RECORDED DATA:
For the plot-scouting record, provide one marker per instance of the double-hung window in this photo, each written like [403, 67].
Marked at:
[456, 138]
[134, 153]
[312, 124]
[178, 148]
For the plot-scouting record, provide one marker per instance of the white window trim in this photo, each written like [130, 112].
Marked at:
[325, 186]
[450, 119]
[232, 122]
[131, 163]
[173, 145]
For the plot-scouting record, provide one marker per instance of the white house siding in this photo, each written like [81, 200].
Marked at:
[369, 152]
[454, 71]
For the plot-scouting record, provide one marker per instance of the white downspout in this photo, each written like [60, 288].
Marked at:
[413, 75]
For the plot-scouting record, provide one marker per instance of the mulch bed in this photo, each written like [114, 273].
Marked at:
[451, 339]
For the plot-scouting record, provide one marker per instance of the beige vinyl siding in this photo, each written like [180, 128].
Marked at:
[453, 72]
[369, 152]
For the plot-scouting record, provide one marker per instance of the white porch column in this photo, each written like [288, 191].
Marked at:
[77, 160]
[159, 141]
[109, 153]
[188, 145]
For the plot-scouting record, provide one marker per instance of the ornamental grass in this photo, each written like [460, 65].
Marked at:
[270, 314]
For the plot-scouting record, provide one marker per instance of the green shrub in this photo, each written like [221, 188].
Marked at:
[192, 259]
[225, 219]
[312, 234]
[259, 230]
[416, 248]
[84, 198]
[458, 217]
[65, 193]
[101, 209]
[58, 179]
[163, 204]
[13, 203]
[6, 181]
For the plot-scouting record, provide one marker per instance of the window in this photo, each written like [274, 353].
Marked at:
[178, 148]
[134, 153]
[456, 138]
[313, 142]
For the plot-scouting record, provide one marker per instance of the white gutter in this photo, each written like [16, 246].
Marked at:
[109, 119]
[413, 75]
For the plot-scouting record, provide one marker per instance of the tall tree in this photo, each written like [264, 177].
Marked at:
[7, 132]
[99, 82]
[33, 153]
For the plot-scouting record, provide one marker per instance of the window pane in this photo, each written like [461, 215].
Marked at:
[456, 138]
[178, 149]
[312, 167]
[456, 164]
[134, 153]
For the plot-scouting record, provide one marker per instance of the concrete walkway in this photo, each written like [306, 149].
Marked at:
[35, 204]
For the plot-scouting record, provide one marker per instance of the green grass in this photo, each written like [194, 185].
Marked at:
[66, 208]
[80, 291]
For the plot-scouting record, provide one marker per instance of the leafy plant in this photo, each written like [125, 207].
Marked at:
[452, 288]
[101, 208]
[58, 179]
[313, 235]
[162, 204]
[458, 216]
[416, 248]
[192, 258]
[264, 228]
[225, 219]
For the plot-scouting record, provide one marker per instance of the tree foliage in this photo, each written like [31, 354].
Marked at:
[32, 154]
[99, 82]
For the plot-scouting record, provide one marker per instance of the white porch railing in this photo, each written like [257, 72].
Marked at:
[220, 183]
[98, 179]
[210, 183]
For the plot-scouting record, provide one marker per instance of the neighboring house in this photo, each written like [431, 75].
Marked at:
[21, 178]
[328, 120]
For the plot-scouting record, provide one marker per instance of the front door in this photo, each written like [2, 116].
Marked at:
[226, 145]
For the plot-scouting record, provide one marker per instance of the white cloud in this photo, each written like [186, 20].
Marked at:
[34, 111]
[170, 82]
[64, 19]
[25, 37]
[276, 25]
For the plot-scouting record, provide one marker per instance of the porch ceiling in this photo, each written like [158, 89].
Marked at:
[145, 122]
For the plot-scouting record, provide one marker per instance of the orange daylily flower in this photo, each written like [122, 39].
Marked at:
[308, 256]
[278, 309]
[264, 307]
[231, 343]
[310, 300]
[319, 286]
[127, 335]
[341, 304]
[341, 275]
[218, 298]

...

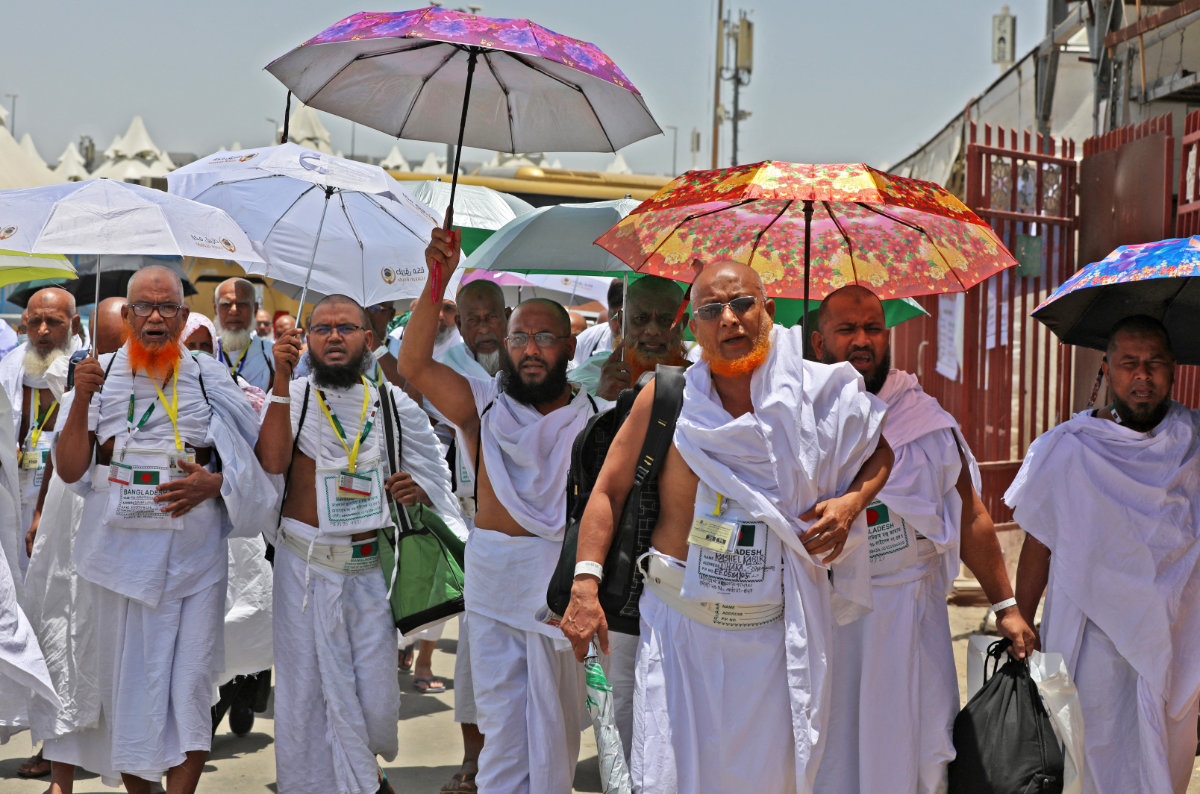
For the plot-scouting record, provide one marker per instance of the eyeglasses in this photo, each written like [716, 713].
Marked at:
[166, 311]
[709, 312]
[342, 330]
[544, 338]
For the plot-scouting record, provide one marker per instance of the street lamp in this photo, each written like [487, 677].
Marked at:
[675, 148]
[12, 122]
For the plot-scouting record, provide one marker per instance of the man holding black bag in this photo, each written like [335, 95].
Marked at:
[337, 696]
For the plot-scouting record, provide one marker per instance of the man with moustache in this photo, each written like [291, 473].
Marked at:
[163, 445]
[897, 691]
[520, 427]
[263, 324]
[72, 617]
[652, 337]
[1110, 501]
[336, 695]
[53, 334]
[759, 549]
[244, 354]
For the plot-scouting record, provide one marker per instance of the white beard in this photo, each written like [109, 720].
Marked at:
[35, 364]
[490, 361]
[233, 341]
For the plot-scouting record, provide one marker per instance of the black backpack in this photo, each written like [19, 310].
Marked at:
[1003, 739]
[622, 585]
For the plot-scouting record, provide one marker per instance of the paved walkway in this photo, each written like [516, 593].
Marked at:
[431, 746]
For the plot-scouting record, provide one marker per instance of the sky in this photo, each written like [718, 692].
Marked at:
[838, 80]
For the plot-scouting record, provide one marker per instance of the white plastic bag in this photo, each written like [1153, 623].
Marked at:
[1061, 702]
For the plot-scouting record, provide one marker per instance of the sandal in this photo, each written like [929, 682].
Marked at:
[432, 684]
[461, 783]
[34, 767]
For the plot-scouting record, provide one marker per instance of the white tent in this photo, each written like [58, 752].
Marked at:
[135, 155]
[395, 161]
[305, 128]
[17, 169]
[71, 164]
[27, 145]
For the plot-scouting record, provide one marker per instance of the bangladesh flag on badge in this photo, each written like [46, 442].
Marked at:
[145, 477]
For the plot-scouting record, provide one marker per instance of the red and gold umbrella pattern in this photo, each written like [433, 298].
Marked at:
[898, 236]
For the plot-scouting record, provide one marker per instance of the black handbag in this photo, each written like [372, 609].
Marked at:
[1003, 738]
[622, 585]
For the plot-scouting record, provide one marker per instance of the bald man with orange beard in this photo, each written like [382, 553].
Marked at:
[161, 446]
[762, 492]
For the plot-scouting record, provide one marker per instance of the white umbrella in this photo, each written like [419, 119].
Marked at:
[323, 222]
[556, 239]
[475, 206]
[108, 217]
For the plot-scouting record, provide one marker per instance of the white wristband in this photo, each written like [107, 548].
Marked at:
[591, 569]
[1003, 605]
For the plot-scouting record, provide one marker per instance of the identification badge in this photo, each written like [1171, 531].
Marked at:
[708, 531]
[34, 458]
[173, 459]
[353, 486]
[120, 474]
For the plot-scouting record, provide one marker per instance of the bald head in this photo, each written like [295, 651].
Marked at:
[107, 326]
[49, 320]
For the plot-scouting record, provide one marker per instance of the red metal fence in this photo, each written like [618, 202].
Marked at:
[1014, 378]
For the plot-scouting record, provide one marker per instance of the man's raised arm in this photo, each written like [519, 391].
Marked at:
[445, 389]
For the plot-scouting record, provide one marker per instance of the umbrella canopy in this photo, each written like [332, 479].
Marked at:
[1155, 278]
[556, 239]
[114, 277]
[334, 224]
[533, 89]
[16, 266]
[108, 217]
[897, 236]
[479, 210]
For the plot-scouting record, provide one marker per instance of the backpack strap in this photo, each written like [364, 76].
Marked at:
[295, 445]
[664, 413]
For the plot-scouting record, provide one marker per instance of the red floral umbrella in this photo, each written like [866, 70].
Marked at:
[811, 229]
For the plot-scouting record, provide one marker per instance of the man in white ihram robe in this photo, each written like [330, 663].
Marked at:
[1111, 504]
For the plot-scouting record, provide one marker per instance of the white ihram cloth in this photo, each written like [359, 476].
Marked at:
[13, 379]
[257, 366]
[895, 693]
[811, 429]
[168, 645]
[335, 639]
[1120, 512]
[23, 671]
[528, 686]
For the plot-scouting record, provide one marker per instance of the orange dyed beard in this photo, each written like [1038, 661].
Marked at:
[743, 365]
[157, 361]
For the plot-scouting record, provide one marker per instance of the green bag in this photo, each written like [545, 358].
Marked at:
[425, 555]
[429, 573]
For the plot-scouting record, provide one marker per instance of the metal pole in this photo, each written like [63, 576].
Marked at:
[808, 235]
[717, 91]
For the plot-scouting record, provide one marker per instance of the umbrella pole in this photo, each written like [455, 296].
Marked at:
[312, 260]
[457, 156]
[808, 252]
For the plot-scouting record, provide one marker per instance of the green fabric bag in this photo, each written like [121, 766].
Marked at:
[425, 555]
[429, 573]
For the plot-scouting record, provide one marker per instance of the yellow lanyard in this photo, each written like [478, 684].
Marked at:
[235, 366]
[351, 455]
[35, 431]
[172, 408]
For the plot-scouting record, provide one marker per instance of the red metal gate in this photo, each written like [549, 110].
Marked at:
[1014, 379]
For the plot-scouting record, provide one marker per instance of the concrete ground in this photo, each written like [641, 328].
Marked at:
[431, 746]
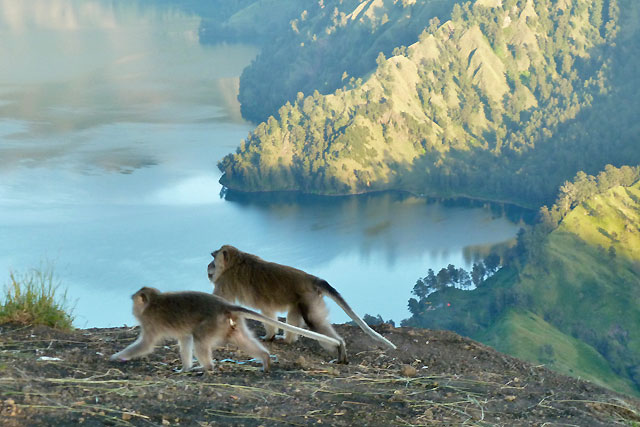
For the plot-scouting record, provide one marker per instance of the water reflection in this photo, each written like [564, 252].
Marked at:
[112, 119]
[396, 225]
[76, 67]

* * *

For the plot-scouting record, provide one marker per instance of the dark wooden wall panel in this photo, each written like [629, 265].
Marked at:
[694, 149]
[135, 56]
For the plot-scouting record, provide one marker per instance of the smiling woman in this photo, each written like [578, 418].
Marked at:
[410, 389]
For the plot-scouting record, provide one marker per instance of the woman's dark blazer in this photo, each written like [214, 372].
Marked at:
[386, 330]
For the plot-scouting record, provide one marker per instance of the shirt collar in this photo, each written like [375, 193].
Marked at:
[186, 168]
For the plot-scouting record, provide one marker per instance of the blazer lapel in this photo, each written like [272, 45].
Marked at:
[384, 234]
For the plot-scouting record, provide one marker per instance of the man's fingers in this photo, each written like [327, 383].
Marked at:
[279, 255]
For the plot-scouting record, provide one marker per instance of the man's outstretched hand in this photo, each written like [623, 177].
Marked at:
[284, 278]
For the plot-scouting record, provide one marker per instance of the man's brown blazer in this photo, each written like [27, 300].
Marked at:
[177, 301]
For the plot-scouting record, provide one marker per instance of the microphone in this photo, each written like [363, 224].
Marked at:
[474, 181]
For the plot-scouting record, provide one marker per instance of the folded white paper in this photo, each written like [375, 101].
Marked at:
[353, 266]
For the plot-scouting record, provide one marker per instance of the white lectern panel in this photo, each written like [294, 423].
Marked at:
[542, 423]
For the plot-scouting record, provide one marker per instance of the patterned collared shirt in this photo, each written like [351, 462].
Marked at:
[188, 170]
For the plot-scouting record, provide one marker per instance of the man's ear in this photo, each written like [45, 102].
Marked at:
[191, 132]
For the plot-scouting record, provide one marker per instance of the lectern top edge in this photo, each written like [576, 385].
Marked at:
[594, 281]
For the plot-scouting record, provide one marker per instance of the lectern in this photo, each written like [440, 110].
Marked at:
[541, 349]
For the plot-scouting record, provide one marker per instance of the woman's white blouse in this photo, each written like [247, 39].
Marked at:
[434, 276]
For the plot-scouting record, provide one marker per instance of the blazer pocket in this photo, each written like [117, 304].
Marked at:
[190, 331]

THE TASK: Pick out each line in the material above that contains the string "ihram", with case counting, and copy those lines.

WRITTEN SOLUTION:
For the plot-scouting record, provide one marker per instance of the man in white ihram robe in this photo, each written like [330, 663].
For the plot-scouting record, provide one marker per instance of the white ihram cloth in this photo, each written like [359, 476].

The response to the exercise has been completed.